* **Records shown**:
§ §

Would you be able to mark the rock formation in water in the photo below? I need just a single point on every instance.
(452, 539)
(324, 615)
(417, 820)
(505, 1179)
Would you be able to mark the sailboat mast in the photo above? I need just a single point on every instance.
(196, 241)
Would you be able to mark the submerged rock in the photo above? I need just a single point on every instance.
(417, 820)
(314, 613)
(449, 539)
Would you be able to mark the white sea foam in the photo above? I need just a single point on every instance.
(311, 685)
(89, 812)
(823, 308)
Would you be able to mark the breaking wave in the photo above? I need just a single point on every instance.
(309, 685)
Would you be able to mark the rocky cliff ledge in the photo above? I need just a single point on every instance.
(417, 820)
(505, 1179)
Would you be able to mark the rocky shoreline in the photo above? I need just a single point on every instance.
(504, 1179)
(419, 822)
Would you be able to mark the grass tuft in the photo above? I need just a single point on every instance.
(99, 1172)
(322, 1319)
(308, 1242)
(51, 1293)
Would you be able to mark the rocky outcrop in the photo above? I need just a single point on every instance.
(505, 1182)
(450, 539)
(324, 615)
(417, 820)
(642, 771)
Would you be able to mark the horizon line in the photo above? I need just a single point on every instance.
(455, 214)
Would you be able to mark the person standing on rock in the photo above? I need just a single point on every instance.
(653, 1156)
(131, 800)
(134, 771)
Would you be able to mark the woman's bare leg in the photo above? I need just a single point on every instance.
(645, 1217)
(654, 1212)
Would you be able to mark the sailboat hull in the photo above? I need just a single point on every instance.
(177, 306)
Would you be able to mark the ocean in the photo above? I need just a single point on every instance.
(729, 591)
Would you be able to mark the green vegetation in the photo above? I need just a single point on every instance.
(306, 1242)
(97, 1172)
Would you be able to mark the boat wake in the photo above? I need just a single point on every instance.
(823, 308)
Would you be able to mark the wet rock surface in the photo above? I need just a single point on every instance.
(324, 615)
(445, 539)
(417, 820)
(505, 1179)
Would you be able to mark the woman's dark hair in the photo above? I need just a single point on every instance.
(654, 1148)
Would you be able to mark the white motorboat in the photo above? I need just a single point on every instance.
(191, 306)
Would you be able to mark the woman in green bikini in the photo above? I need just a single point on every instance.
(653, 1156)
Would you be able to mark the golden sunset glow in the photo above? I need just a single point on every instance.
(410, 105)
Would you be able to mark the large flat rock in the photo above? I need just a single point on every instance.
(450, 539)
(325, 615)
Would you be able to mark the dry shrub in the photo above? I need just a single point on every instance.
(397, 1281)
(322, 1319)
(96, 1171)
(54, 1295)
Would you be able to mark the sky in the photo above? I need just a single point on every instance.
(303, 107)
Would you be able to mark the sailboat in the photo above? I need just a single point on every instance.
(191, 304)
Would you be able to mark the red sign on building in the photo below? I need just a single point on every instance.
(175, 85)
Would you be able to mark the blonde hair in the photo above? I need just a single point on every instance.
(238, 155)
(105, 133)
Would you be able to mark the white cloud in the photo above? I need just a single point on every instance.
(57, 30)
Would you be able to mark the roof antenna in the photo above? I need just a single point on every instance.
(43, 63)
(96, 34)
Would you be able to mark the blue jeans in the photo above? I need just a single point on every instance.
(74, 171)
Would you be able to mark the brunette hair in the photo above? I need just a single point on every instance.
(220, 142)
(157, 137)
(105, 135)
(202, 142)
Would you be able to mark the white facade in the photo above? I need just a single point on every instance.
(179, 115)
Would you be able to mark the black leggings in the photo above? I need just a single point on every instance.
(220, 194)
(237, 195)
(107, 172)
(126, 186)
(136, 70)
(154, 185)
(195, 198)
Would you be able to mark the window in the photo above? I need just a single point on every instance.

§ §

* **What the task requires**:
Exactly as they stand, repeat all the records.

* **Result**:
Would you be able to mark the rock formation in water in the photo below? I need just a single point on every instance.
(452, 539)
(324, 615)
(417, 820)
(505, 1179)
Would you be able to mark the sailboat mast in the photo above? I need just a single point on every instance.
(196, 241)
Would you be able to mark the submerged rock in the photo above? I need just a single point on every instance.
(417, 820)
(314, 613)
(449, 539)
Would you be able to mark the white sea foam in the photo above? I need just a single point on every instance.
(311, 685)
(89, 812)
(823, 308)
Would you be able to mark the breaking wave in the photo above? I need just a single point on every instance.
(309, 685)
Would you be able to mark the rocky cliff ledge in the photo above? I need just a single point on every instance.
(417, 820)
(505, 1179)
Would you be able to mark the rocky shoreline in the photo above? I need just a single point on every instance.
(504, 1179)
(419, 822)
Would you be able to mark the grass tuft in the photo above? I need just a single point on every instance.
(99, 1172)
(322, 1319)
(308, 1242)
(51, 1293)
Would you be able to mark the rocky outcrop in the photo above? I need just a single point on every instance.
(505, 1182)
(450, 539)
(324, 615)
(417, 820)
(642, 771)
Would you be able to mark the horizon line in the photo above? I need just a single point on every instance.
(455, 214)
Would you be able to mark the person standing on rock in the photo above? I need just a single point on every instance.
(653, 1156)
(131, 800)
(134, 771)
Would you be able to mark the woman's bare leg in the photo above? I need just a single point on every instance.
(645, 1217)
(654, 1212)
Would you be able to mark the sailboat hull in the photo above? I need just a single point on every instance.
(177, 306)
Would you be able to mark the ocean in the photo above? I need just a single point on every instance.
(729, 591)
Would you be able to mark the green vegetation in the photo above? I need just a single point on every instance.
(306, 1242)
(97, 1172)
Would you be able to mark the boat wake in the photo above? I need just a single point on every instance.
(823, 308)
Would you be able to mark the wet rock surface in the photo above? I need just a single point on every instance.
(324, 615)
(445, 539)
(417, 820)
(505, 1179)
Would you be able to mark the woman's dark hair in the photo above? I need just a single point on every instance.
(654, 1148)
Would you be able to mark the white motorboat in the photo above? I need just a single point on every instance.
(191, 306)
Would you be able to mark the woman in green bikini in the photo above? I need just a single point on every instance.
(653, 1156)
Would you be able to mark the golden sunset glow in the photo above? I need just a single point on every instance.
(410, 105)
Would you be able to mark the large flat rock in the photo above? I need just a single point on every instance.
(450, 539)
(325, 615)
Would you be able to mark the dry shrub in the photo above? I need just a single point on every instance.
(397, 1281)
(322, 1319)
(96, 1171)
(54, 1295)
Would you be able to mark the sky in the photo above? I need just a single point on every instance.
(303, 107)
Would you be able to mark the sailboat in the photo above? I need just a single point on every instance.
(191, 304)
Would you be able to mark the red sign on building in the photo below? I need just a single point on every instance.
(175, 85)
Would you be able to mark the blonde hair in the photo above? I need just a single point on every instance.
(238, 155)
(105, 133)
Would you be able to mark the white cloud in the photo above? I need just a single point on every instance.
(57, 30)
Would you be able to mark the roof antenna in the photo above? I need just a single point on every instance.
(43, 63)
(96, 34)
Would you be able to mark the blue jeans in the photo above? I need just a single point on every instance.
(74, 171)
Would you be able to mark the brunette hair in the photo above? I need just a single point on every instance.
(220, 142)
(157, 137)
(105, 135)
(202, 142)
Would you be able to mark the white facade in the photo above? I need just a single point on every instance.
(179, 115)
Would you be able to mark the black leggings in the photo above? I need just a single point on every instance.
(220, 194)
(237, 195)
(107, 172)
(126, 186)
(136, 70)
(154, 185)
(195, 198)
Would you be able to mark the window in the photo above? I need just a single point on every instance.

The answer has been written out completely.